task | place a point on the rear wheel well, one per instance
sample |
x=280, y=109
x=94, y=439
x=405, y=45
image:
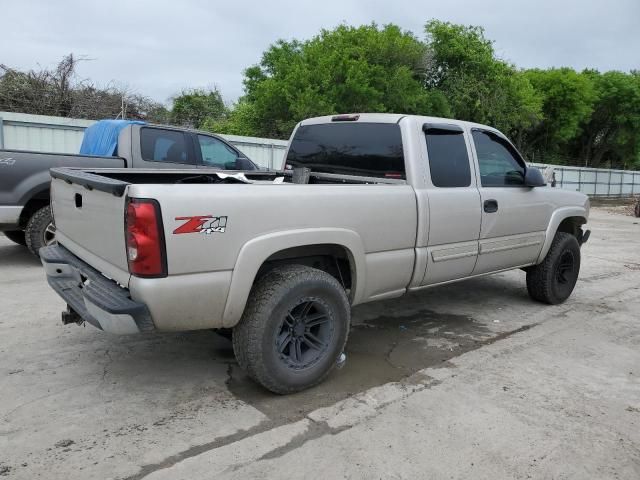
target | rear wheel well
x=34, y=204
x=572, y=225
x=334, y=259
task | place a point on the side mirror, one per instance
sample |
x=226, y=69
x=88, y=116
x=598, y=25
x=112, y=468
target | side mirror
x=533, y=178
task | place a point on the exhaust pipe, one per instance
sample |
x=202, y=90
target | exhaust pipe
x=71, y=316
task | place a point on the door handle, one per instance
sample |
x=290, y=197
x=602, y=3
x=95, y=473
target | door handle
x=491, y=206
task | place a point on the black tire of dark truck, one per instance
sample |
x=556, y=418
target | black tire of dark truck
x=294, y=328
x=16, y=236
x=40, y=230
x=553, y=280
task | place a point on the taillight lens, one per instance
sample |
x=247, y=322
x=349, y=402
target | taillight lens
x=145, y=239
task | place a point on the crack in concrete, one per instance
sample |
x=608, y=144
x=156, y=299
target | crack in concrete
x=316, y=430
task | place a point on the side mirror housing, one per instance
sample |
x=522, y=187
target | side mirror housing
x=533, y=178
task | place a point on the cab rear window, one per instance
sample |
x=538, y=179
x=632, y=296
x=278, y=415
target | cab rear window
x=364, y=149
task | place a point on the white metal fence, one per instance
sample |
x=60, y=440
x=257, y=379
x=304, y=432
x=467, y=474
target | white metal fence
x=596, y=181
x=41, y=133
x=64, y=135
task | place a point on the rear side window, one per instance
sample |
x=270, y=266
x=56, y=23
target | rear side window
x=499, y=162
x=448, y=157
x=158, y=145
x=366, y=149
x=216, y=154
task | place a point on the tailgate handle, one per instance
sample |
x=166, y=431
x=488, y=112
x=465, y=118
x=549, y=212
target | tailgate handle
x=491, y=206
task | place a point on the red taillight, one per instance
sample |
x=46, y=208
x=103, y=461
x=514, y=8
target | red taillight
x=145, y=239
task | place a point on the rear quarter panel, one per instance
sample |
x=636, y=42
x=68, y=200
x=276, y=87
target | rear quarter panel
x=379, y=221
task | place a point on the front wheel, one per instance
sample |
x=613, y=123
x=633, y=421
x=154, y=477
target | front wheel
x=40, y=231
x=553, y=280
x=294, y=328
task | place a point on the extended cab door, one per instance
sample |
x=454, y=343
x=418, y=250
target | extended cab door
x=514, y=217
x=454, y=204
x=159, y=147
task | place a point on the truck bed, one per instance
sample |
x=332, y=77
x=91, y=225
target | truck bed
x=379, y=216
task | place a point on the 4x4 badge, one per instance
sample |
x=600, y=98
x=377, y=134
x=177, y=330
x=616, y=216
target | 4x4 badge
x=206, y=224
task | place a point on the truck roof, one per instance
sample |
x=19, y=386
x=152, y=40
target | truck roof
x=391, y=118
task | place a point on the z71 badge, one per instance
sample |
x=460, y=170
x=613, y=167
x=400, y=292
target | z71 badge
x=206, y=224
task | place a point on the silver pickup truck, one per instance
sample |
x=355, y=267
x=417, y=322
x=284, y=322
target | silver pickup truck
x=370, y=207
x=25, y=217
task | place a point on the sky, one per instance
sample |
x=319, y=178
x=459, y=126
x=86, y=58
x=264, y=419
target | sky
x=156, y=48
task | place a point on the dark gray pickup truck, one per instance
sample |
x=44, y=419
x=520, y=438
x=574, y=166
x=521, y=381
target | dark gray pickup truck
x=25, y=217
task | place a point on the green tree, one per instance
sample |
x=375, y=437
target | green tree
x=611, y=133
x=348, y=69
x=193, y=107
x=567, y=102
x=242, y=120
x=462, y=65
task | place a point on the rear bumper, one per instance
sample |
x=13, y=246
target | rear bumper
x=95, y=298
x=9, y=217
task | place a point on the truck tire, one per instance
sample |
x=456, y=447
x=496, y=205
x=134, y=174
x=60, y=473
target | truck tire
x=40, y=230
x=16, y=236
x=553, y=280
x=293, y=330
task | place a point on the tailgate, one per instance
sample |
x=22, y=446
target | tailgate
x=89, y=212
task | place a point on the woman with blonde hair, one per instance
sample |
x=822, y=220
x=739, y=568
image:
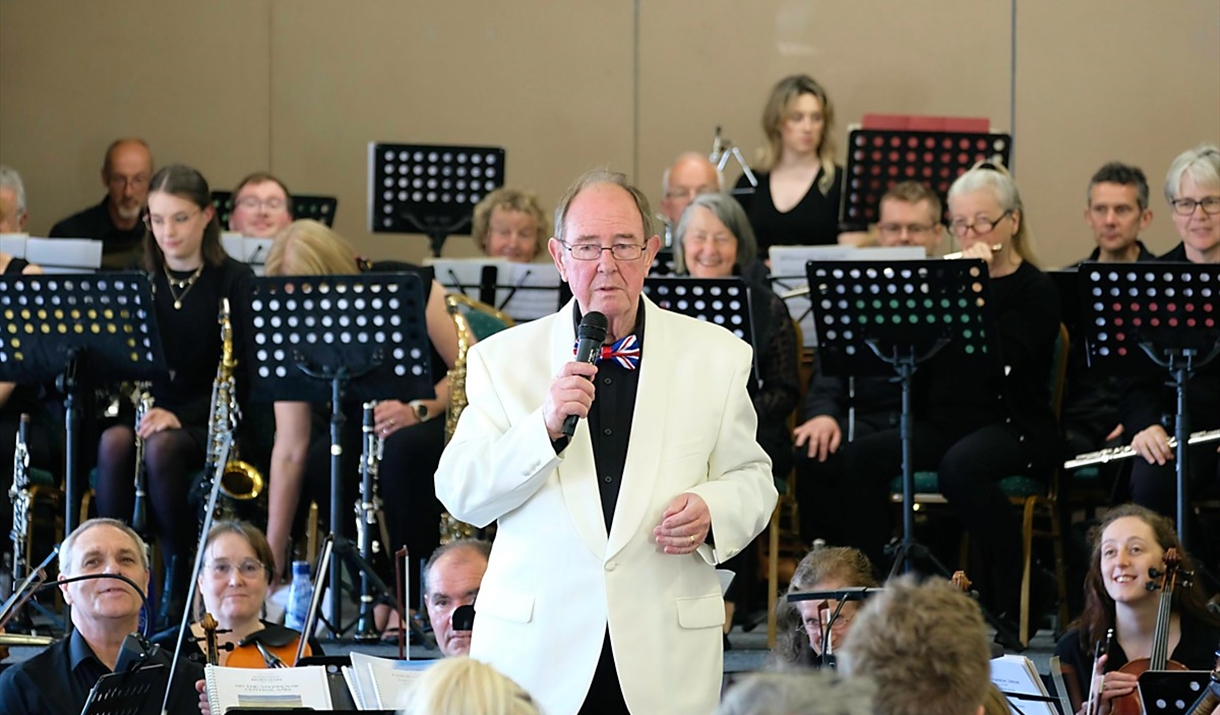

Short exercise
Copy out every record above word for word, but leave out the pictures.

Exercise result
task | place a point on the rear wheel well, one per instance
sample |
x=280, y=109
x=94, y=439
x=405, y=45
image:
target | rear wheel well
x=34, y=204
x=572, y=225
x=334, y=259
task | place a point on the side mirror, one per instance
sample |
x=226, y=69
x=88, y=116
x=598, y=25
x=112, y=468
target | side mirror
x=533, y=178
task | place a point on the exhaust pipe, one per instance
sample |
x=202, y=90
target | exhaust pipe
x=71, y=316
task | place a point on the door handle, one per instance
sample |
x=290, y=197
x=602, y=3
x=95, y=473
target | door handle
x=491, y=206
task | place a point on the black tire of dark truck, one per instance
sample |
x=556, y=418
target | black tire of dark truck
x=294, y=328
x=16, y=236
x=40, y=230
x=553, y=280
task | place a point on the taillight lens, one per instance
sample |
x=247, y=322
x=349, y=402
target | taillight lens
x=145, y=239
task | place a point on the crack in concrete, one per instance
sample |
x=608, y=144
x=156, y=299
target | crack in concrete
x=316, y=430
task | place a point on the side mirror housing, one per instance
sample |
x=522, y=187
target | side mirror housing
x=533, y=178
task | place a point on the cab rear window, one per instance
sample |
x=538, y=179
x=632, y=296
x=278, y=415
target | cab rear window
x=364, y=149
task | place a point on the white metal fence, one per instance
sample |
x=60, y=440
x=257, y=379
x=304, y=432
x=467, y=474
target | white metal fence
x=596, y=181
x=41, y=133
x=64, y=135
task | place a point on the rear side window, one per instance
sample |
x=270, y=266
x=56, y=23
target | rear side window
x=499, y=162
x=448, y=157
x=158, y=145
x=366, y=149
x=216, y=154
task | place a point on the tailgate handle, one per instance
sample |
x=166, y=431
x=488, y=112
x=465, y=118
x=549, y=212
target | tailgate handle
x=491, y=206
task | place a point on the red taillight, one per instance
sample |
x=46, y=208
x=103, y=461
x=514, y=8
target | red taillight
x=145, y=239
task | place a point on the rear quarter panel, one per instance
sample |
x=636, y=42
x=68, y=200
x=276, y=87
target | rear quarter panel
x=379, y=221
task | place a point on the front wheel, one per instance
sample |
x=613, y=123
x=633, y=421
x=154, y=477
target | front wheel
x=40, y=231
x=553, y=280
x=294, y=328
task | place a point on the extended cab door, one per instance
sample |
x=454, y=343
x=418, y=250
target | extended cab door
x=514, y=217
x=454, y=204
x=159, y=147
task | place a point on the truck bed, one per instance
sample |
x=332, y=77
x=91, y=225
target | truck bed
x=379, y=216
task | place a point on the 4x4 badge, one per instance
sample |
x=600, y=98
x=377, y=134
x=177, y=330
x=616, y=216
target | 4x4 badge
x=206, y=224
task | place a point on the truck roof, one per instance
sample |
x=19, y=386
x=152, y=40
target | truck roof
x=391, y=118
task | place a point on the z71 badge, one per instance
sample |
x=460, y=170
x=613, y=167
x=400, y=292
target | z71 badge
x=206, y=224
task | place a point on the silver pickup truck, one per instance
sample |
x=355, y=267
x=417, y=322
x=284, y=322
target | silver pickup truck
x=370, y=207
x=25, y=217
task | place a point on the sky, one per instance
sample |
x=319, y=178
x=459, y=126
x=86, y=58
x=264, y=419
target | sky
x=156, y=48
task | place a point on the dark gray pickup truck, one per instance
sample |
x=44, y=419
x=520, y=438
x=574, y=166
x=521, y=381
target | dark gray pickup truck
x=25, y=217
task | place a point on the green tree, one per instance
sample |
x=375, y=437
target | green tree
x=611, y=133
x=348, y=69
x=193, y=107
x=567, y=102
x=242, y=120
x=462, y=65
task | place a point on the rear bumper, one per instance
sample |
x=13, y=246
target | rear bumper
x=95, y=298
x=9, y=217
task | place a point on the truck tire, one per instance
sample |
x=456, y=447
x=496, y=205
x=134, y=174
x=60, y=473
target | truck tire
x=40, y=230
x=16, y=236
x=553, y=280
x=293, y=330
task | place a point on the tailgate, one per instance
sample |
x=22, y=446
target | tailgate
x=89, y=212
task | place a point on the woman with blonde hair, one per instance
sample |
x=822, y=220
x=739, y=568
image:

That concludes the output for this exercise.